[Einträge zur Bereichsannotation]
+ + + + + + +
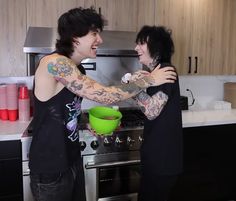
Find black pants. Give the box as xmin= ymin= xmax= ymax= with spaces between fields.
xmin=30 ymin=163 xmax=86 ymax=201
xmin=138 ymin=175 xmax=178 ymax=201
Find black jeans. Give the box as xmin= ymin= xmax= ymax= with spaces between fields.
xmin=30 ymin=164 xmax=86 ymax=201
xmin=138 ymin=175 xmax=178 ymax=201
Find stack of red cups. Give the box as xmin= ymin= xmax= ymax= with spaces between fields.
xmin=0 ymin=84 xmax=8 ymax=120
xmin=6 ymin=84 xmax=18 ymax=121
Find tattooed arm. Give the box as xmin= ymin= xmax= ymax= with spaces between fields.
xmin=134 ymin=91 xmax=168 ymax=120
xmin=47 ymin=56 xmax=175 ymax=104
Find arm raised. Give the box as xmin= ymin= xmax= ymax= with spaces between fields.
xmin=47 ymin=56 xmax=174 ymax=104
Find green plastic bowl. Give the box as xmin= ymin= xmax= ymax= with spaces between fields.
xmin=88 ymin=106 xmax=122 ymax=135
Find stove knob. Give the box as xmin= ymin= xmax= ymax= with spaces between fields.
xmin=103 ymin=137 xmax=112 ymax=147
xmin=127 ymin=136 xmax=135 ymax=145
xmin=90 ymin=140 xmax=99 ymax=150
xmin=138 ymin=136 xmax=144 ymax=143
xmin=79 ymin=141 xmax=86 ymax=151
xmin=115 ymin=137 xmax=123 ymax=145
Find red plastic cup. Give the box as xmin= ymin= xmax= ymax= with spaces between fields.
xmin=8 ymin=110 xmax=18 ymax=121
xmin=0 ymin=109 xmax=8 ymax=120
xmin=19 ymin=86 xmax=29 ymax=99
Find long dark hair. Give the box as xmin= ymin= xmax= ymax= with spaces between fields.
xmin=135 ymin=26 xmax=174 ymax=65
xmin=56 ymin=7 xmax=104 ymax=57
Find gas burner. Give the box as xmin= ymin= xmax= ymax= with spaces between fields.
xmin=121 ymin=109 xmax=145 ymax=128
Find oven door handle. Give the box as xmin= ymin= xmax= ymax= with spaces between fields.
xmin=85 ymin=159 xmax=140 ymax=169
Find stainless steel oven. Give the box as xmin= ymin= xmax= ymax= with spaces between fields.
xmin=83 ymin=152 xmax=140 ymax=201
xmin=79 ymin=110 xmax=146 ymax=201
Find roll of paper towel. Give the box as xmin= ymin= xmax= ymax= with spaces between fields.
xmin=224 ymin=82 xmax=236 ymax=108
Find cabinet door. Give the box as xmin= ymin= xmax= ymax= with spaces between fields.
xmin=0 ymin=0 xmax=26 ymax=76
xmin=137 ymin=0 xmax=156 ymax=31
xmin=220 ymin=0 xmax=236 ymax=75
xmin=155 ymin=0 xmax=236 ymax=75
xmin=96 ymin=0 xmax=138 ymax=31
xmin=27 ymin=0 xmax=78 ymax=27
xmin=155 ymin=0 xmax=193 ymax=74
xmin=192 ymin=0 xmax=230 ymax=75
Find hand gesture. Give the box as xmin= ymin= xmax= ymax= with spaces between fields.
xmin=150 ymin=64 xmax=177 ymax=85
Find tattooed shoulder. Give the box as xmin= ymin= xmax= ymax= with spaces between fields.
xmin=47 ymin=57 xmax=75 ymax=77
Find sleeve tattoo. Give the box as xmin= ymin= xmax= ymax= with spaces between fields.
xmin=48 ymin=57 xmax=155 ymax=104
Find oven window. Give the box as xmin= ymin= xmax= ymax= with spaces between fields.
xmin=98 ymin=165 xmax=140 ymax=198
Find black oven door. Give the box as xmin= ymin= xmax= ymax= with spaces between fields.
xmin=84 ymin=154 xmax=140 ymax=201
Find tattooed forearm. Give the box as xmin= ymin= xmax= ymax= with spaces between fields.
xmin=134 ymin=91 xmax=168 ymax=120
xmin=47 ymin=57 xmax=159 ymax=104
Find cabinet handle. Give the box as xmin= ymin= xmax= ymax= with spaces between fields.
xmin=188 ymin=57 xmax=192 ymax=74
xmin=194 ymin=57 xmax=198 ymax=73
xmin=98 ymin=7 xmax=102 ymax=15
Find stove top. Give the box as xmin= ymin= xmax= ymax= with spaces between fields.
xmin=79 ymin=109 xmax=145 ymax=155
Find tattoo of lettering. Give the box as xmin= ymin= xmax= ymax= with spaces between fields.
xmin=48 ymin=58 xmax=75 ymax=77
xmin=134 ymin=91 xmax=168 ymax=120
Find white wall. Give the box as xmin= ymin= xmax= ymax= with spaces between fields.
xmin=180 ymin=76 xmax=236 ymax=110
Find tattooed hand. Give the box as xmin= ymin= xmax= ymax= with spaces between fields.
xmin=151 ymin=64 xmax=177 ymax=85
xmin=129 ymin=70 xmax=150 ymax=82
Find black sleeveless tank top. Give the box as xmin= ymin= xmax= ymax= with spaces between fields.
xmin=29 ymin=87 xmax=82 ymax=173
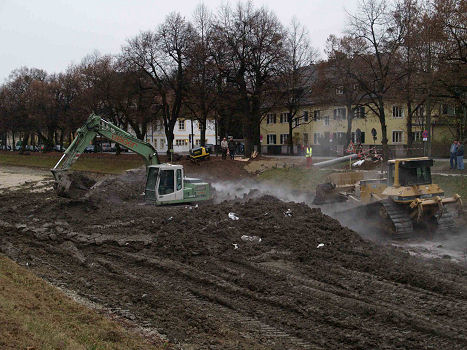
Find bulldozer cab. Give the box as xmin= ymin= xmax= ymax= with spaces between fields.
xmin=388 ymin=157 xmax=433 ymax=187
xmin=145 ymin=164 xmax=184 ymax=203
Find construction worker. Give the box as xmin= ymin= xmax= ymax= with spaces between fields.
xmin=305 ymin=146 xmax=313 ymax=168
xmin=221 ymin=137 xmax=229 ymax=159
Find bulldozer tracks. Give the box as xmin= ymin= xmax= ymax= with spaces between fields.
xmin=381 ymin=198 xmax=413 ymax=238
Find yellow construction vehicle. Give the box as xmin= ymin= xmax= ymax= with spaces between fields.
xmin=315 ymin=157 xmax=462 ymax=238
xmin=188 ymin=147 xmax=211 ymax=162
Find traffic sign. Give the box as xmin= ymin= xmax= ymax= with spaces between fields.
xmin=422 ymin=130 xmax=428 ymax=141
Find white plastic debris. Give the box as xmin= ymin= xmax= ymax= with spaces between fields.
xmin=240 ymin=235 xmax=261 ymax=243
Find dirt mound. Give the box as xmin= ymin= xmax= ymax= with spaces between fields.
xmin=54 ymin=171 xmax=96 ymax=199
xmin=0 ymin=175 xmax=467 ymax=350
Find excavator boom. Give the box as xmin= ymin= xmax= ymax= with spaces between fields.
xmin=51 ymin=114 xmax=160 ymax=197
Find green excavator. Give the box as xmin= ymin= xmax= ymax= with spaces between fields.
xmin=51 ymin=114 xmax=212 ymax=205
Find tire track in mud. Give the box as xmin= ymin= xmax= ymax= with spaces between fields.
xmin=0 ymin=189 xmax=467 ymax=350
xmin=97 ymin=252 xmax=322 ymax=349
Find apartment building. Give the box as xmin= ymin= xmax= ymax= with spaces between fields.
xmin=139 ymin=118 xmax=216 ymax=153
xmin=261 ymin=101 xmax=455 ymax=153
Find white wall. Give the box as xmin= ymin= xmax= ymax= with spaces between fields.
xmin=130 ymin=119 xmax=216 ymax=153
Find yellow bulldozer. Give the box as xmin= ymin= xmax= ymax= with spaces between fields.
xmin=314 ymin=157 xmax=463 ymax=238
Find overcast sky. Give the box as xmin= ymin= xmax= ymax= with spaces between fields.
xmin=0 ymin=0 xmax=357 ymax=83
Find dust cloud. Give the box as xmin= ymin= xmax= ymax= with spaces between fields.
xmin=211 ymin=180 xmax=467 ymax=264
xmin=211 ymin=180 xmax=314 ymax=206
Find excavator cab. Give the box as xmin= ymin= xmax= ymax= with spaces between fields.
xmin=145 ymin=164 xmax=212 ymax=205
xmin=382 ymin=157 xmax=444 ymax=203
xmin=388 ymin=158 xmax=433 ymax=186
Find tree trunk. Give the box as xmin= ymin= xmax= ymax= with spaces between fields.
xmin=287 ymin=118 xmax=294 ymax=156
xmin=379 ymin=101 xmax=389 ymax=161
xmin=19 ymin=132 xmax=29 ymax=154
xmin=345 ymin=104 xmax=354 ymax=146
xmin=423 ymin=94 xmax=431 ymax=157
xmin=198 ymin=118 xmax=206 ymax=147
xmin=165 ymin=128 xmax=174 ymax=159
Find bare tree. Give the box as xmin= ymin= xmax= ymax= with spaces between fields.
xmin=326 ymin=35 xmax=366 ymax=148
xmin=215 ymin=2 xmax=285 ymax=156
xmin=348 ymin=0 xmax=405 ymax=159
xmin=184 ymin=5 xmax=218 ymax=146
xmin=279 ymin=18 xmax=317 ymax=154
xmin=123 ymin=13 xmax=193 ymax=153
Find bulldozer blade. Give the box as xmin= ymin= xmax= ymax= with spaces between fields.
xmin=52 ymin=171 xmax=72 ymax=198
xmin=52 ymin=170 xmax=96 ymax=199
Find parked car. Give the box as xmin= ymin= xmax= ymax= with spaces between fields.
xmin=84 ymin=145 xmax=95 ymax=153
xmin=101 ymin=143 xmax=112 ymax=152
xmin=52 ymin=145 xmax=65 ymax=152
+ + + + + + +
■ Gestellte Aufgabe
Ändere „white wall“ zu „painted wall“. Gib dabei nur die Zeilen ab der Zeile mit „Find cabinet handle.“ bis einschließlich der Zeile mit „xmin=29 ymin=87 xmax=82 ymax=173“ aus und lass alles Übrige unverändert.

■ Richtige Antwort
Find cabinet handle. Give the box as xmin= ymin= xmax= ymax= with spaces between fields.
xmin=188 ymin=57 xmax=192 ymax=74
xmin=194 ymin=57 xmax=198 ymax=73
xmin=98 ymin=7 xmax=102 ymax=15
Find stove top. Give the box as xmin= ymin= xmax= ymax= with spaces between fields.
xmin=79 ymin=109 xmax=145 ymax=155
Find tattoo of lettering. Give the box as xmin= ymin= xmax= ymax= with spaces between fields.
xmin=48 ymin=58 xmax=75 ymax=77
xmin=134 ymin=91 xmax=168 ymax=120
Find painted wall. Give the box as xmin= ymin= xmax= ymax= with spaces between fields.
xmin=180 ymin=76 xmax=236 ymax=110
Find tattooed hand. Give the box as xmin= ymin= xmax= ymax= with spaces between fields.
xmin=151 ymin=64 xmax=177 ymax=85
xmin=129 ymin=70 xmax=150 ymax=82
Find black sleeveless tank top. Give the box as xmin= ymin= xmax= ymax= with spaces between fields.
xmin=29 ymin=87 xmax=82 ymax=173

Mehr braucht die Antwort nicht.